--- Exercise material ---

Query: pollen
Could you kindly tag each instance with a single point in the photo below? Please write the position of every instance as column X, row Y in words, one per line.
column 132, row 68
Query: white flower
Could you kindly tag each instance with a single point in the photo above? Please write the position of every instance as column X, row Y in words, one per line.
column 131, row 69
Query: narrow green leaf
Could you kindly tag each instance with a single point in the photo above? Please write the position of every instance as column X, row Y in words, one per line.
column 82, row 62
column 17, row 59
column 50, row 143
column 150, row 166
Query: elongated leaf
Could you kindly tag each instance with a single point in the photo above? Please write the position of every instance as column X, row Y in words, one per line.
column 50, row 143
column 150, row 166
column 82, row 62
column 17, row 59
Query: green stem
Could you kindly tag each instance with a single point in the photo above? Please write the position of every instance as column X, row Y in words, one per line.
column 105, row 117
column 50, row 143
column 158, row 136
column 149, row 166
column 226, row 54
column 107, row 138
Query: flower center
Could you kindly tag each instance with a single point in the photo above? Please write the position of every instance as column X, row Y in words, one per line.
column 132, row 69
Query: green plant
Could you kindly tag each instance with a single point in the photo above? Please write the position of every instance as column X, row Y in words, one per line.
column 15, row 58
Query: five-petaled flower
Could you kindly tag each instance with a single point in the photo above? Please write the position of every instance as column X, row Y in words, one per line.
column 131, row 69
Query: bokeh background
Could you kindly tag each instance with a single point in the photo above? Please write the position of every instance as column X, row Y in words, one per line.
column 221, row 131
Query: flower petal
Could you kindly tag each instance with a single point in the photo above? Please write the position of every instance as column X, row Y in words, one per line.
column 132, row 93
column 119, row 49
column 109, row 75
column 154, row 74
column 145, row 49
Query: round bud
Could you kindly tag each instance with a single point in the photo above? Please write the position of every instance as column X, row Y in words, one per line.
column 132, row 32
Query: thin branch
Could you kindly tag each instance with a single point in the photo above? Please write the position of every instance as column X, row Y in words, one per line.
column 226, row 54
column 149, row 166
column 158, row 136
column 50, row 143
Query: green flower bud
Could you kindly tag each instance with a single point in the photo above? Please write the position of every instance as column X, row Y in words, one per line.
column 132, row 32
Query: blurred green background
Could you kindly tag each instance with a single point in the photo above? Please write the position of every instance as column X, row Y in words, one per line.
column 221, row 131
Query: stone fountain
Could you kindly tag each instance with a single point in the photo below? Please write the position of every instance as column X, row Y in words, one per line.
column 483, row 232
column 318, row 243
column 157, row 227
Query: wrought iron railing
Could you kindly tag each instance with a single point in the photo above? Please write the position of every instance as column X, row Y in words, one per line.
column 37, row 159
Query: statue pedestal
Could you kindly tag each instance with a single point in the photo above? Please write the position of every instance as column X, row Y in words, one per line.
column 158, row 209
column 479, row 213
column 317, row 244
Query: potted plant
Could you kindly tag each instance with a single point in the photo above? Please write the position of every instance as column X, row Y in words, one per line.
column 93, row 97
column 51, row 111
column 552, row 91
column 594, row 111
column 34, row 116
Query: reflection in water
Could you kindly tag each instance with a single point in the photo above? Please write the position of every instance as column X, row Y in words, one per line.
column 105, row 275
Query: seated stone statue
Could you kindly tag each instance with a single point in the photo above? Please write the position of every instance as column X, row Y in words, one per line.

---

#### [Goal of the exercise]
Render all of the data above as a numbered list, with blank lines omitted.

#### [Expected answer]
1. Query: pollen
2. Could you kindly tag each instance with a single point in the photo below? Please write the position of every instance as column X, row Y in words, one per line.
3. column 132, row 68
4. Query: white flower
5. Could you kindly tag each instance with a single point in the photo above? Please write the position of every instance as column X, row Y in words, one per line.
6. column 131, row 69
7. Query: narrow green leaf
8. Could you kindly tag each instance with a single point in the photo above? Please write the position of every instance as column X, row Y in words, one per line.
9. column 82, row 62
10. column 17, row 59
11. column 50, row 143
12. column 150, row 166
13. Query: elongated leaf
14. Could you kindly tag each instance with a single point in the photo above? Please write the position of every instance as column X, row Y in words, one per line.
15. column 50, row 143
16. column 150, row 166
17. column 82, row 62
18. column 17, row 59
19. Query: green stem
20. Could you kindly tag each instance with a single point in the photo above? Please write the position of every instance as column X, row Y in words, one per line.
21. column 105, row 117
22. column 50, row 143
23. column 158, row 136
24. column 149, row 166
25. column 226, row 54
26. column 107, row 138
27. Query: flower center
28. Could you kindly tag each instance with a single point in the photo above? Please write the position of every instance as column X, row Y in words, one per line.
29. column 132, row 69
30. Query: green plant
31. Could you kindly tag each instance with a single point in the photo above? Please write the position of every instance as column X, row Y in words, one per line.
32. column 15, row 58
33. Query: five-petaled flower
34. Could you kindly tag each instance with a single point in the photo above? Please write the position of every instance as column X, row Y in words, one per line.
35. column 131, row 69
36. Query: bokeh background
37. Could you kindly tag each instance with a single point in the photo above? Please write the position of every instance as column X, row Y in words, one per line.
38. column 221, row 131
39. Query: flower petal
40. Could you kindly tag each instance with a single point in the photo above? Please write the position of every instance as column X, row Y in words, one per line.
41. column 132, row 93
42. column 119, row 49
43. column 109, row 75
44. column 154, row 74
45. column 145, row 49
46. Query: round bud
47. Could you kindly tag each instance with a single point in the photo above? Please write the position of every instance as column X, row Y in words, one per line.
48. column 132, row 32
49. Query: thin branch
50. Could you kindly tag each instance with a single point in the photo above? Please write the position of every instance as column X, row Y in words, one per line.
51. column 226, row 54
52. column 149, row 166
53. column 158, row 136
54. column 50, row 143
55. Query: green flower bud
56. Could you kindly tag each instance with a single point in the photo above? Please write the position of every instance as column X, row Y in words, one per line.
57. column 132, row 32
58. Query: blurred green background
59. Could you kindly tag each instance with a single point in the photo above? Please write the position of every instance as column X, row Y in words, one per line.
60. column 221, row 131
61. Query: stone fountain
62. Could you kindly tag each instance with a single point in the photo below? Please write the position of every instance as column X, row Y in words, one per line.
63. column 483, row 232
64. column 318, row 243
65. column 157, row 227
66. Query: wrought iron railing
67. Could you kindly tag each instance with a single point in the photo above? Please write the position of every instance as column X, row Y in words, one per line.
68. column 37, row 159
69. Query: statue pedestal
70. Could you kindly tag each instance with a single point in the photo above? Please write the position of every instance as column X, row Y in words, one per line.
71. column 158, row 209
72. column 479, row 213
73. column 317, row 244
74. Query: potted plant
75. Could you kindly tag each instance with a single point in the photo above? Please write the position of every instance as column X, row Y in words, one per line.
76. column 93, row 97
77. column 51, row 111
78. column 552, row 91
79. column 594, row 111
80. column 34, row 116
81. Query: reflection in water
82. Could you kindly tag each instance with a single point in the photo above? Please write the position of every instance as column X, row Y in words, one per line.
83. column 105, row 275
84. Query: seated stone statue
85. Could you kindly tag each instance with a single point in the photo above? Please write the position of every instance as column X, row Y in words, one per line.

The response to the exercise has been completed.